──────── Source document ────────

Software releases researchers from microscope

EU-funded scientists have developed a system that releases researchers from the chore of spending hours hunched over a microscope looking for cells of interest in large samples. The system is described in the journal Nature Methods by a team led by the European Molecular Biology Laboratory (EMBL) in Germany.

The work was supported by the EU via three projects: MITOCHECK (Regulation of mitosis by phosphorylation - A combined functional genomics, proteomics and chemical biology approach), MITOSYS (Systems biology of mitosis) and SYSTEMS MICROSCOPY (Systems microscopy - a key enabling methodology for next-generation systems biology).

Advanced imaging techniques allow researchers to visualise highly complex processes within cells. However, a large sample of cells may contain only a few cells undergoing the process under investigation; this is particularly a problem for relatively rare processes. Finding these cells requires researchers to spend hours at the microscope, scanning the cells manually in the hunt for cells that can be used.

The current study describes a neat software solution to this problem. Called Micropilot, the system effectively scans samples for cells of interest and performs appropriate experiments on them.

The system includes a machine learning-based module so it can be rapidly trained by a user to automatically identify the cells the researcher is interested in. Once trained, Micropilot can be left alone to scan the sample in a fast, low-resolution mode.

When it identifies a cell matching the researchers' needs, the system switches to a complex imaging mode that automatically carries out more complicated experiments. These could range from fairly simple tasks like recording high-resolution time-lapse videos to more complicated experiments that use lasers to interfere with fluorescently tagged proteins.

The system requirements on the hardware front include a motorised microscope stage, as well as the abilities to automatically switch between objectives or laser scanner zoom, and to switch fluorescence filter and/or laser lines.

The team tested their software on phases of the cell division cycle that are relatively quick, and so hard to catch 'in action'. With the Micropilot software, the team succeeded in determining when structures called endoplasmic reticulum exit sites (ERESs) form and shed new light on the roles of two proteins, CBX1 and CENP-E, in condensing the genetic material into compact chromosomes and in forming the spindle which helps to align the chromosomes during cell division.

What makes Micropilot particularly exciting is its speed; in just 4 nights of (unattended) operation, it detected 232 cells in 2 particular stages of cell division and carried out complex imaging experiments on them. In contrast, it would have taken an experienced microscopist at least a month working full time to detect these cells in a sample of thousands.

"Micropilot [...] liberates cell biologists from the tedious work of repetitive manual data generation," the team notes. "It can be adapted to virtually any imaging system that allows automation and online control based on the results of image classification by machine vision."

The team concludes: "In three independent experimental setups, [Micropilot] allowed us to statistically analyse biological processes in detail and is thus a powerful tool for systems biology."

The software is set to be a key tool in the EU-funded projects MITOSYS and SYSTEMS MICROSCOPY, which received EUR 10.2 million and EUR 12 million under the Seventh Framework Programme (FP7).

The other EU-funded project that contributed to this study, MITOCHECK, was funded to the tune of EUR 8.6 million under the Sixth Framework Programme (FP6).

────────

#### Try it:
According to the Micropilot article, how many cells did the system detect during four nights of unattended operation?

──────── Dataset entries ────────

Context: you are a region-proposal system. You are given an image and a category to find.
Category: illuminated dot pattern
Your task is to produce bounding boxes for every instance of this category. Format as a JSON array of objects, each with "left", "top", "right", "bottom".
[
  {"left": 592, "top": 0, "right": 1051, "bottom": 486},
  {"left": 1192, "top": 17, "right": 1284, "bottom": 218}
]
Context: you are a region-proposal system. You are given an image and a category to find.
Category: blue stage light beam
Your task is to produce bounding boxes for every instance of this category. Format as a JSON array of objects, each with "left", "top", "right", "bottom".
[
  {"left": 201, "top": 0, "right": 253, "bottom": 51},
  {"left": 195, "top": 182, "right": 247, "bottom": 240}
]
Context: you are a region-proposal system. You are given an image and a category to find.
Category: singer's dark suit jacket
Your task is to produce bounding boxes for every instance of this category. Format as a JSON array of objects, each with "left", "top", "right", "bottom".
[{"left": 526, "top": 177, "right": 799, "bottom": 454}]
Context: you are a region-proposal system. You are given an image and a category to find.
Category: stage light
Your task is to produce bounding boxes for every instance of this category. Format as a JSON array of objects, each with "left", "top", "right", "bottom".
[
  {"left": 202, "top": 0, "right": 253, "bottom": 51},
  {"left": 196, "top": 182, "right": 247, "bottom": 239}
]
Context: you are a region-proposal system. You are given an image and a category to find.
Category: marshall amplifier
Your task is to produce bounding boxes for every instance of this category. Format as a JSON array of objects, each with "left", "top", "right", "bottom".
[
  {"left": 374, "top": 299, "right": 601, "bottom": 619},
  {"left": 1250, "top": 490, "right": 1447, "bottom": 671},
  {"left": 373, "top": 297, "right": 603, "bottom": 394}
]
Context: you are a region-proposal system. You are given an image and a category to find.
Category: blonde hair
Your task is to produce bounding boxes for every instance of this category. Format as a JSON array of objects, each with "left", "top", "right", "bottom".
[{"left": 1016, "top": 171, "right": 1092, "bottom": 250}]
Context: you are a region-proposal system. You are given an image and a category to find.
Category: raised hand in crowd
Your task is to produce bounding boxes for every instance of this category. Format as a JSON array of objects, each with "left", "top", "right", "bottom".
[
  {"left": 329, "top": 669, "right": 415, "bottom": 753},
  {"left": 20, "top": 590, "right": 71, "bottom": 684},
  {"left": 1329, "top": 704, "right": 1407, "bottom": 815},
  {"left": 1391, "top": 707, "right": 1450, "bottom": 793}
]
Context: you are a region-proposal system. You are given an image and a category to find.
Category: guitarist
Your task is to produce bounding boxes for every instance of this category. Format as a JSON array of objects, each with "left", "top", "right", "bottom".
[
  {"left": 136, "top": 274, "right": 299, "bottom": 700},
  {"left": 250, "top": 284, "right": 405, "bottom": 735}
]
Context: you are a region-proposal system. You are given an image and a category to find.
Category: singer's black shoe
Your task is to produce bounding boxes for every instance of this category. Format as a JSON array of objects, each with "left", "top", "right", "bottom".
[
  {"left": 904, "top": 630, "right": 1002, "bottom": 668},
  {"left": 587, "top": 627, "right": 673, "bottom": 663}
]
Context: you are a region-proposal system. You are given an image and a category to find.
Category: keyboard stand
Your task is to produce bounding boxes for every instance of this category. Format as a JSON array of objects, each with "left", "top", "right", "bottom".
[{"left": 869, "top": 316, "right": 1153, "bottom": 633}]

────────

#### Answer section:
232 cells, in two particular stages of cell division.